▶ Set of tasks
a: In the SQL rewriting excerpt, what does the exact form of each replacement expression depend on?
b: Reproduce the part of the SQL rewriting excerpt that opens with the words containing "OR ($1 = mytable.country AND $2 = mytable.city)" and closes with "(Reference: Issue 13818)".

▶ Excerpt
···
SELECT SUM(a) as count_greater_than_10,...
FROM (
  SELECT CASE WHEN field1 > 10 THEN 1 ELSE 0 END
        , ...
  FROM mytable
  ...
) subquery
...;

can be rewritten as

SELECT COUNT(field1) FILTER (WHERE field1 > 10) as count_greater_than_10
FROM mytable;

And

SELECT *
FROM mytable
WHERE
  CASE
        WHEN $1 = 'ALL COUNTRIES' THEN true
        WHEN $1 = mytable.country AND $2 = 'ALL CITIES' THEN true
        ELSE $1 = mytable.country AND $2 = mytable.city
  END;

can be rewritten as

SELECT *
FROM mytable
WHERE ($1 = 'ALL COUNTRIES')
OR ($1 = mytable.country AND $2 = 'ALL CITIES')
OR ($1 = mytable.country AND $2 = mytable.city)

(the exact replacement expressions of course depend on the semantics of each case)

Use groupings instead of DISTINCT¶

(Reference: Issue 13818)

Instead of

SELECT DISTINCT country FROM customers;

use

SELECT country FROM customers GROUP BY country;

and instead of

SELECT COUNT(DISTINCT a) FROM t;

use

SELECT COUNT(a)
···
▶ Records provided
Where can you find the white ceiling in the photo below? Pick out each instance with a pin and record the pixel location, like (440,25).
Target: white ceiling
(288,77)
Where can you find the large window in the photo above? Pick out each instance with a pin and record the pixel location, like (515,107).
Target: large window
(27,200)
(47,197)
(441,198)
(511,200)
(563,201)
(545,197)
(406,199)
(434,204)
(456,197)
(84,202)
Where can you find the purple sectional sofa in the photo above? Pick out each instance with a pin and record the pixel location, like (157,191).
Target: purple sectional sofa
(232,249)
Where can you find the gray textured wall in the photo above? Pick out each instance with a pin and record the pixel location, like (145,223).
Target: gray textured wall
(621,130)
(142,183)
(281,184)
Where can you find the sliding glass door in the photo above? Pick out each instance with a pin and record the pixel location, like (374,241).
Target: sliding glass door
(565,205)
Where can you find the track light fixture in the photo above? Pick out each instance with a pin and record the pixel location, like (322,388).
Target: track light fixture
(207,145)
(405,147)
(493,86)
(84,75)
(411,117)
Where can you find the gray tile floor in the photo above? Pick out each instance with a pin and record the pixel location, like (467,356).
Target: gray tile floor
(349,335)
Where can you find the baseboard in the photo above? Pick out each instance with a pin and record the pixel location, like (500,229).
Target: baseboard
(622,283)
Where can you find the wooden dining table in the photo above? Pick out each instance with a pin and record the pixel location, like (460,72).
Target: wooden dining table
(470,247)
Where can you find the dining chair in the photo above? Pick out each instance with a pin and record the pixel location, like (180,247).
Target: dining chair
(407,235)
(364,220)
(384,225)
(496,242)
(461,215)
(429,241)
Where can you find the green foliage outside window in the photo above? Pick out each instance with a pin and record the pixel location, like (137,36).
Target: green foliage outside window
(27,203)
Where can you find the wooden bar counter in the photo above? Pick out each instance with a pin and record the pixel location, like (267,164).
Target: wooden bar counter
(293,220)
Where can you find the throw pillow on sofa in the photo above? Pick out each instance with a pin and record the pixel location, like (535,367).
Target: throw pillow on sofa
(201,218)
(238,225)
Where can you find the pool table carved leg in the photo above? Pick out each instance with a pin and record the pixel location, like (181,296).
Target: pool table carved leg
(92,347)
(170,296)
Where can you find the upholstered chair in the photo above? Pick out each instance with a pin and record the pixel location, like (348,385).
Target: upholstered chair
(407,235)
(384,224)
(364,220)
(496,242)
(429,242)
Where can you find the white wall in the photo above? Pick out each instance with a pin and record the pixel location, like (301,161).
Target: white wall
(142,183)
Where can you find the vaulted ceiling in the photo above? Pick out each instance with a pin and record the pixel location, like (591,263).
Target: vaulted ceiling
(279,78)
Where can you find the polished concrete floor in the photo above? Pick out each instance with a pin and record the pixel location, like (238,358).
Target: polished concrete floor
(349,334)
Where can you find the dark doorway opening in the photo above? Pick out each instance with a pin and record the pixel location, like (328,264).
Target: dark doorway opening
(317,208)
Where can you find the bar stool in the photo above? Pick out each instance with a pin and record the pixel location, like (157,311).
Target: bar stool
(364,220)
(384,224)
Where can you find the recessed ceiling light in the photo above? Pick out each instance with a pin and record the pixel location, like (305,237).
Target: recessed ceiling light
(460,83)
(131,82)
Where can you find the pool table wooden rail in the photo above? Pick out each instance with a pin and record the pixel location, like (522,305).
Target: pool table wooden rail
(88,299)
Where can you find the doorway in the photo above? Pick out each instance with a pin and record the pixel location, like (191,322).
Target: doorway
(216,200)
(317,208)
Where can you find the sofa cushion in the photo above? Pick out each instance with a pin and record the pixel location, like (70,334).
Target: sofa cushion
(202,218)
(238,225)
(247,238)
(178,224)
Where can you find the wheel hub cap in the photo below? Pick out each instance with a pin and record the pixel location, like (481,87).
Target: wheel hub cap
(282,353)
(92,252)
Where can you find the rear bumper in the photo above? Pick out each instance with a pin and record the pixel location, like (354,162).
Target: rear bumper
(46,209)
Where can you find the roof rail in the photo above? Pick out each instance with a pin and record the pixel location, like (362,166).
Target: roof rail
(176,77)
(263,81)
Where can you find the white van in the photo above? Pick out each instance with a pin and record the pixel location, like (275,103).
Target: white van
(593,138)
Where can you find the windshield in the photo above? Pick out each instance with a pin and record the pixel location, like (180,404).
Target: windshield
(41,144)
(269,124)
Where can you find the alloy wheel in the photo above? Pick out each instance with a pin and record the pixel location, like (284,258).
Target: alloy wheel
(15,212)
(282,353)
···
▶ Solution set
a: The exact replacement expressions depend on the semantics of each case.

b:
OR ($1 = mytable.country AND $2 = mytable.city)

(the exact replacement expressions of course depend on the semantics of each case)

Use groupings instead of DISTINCT¶

(Reference: Issue 13818)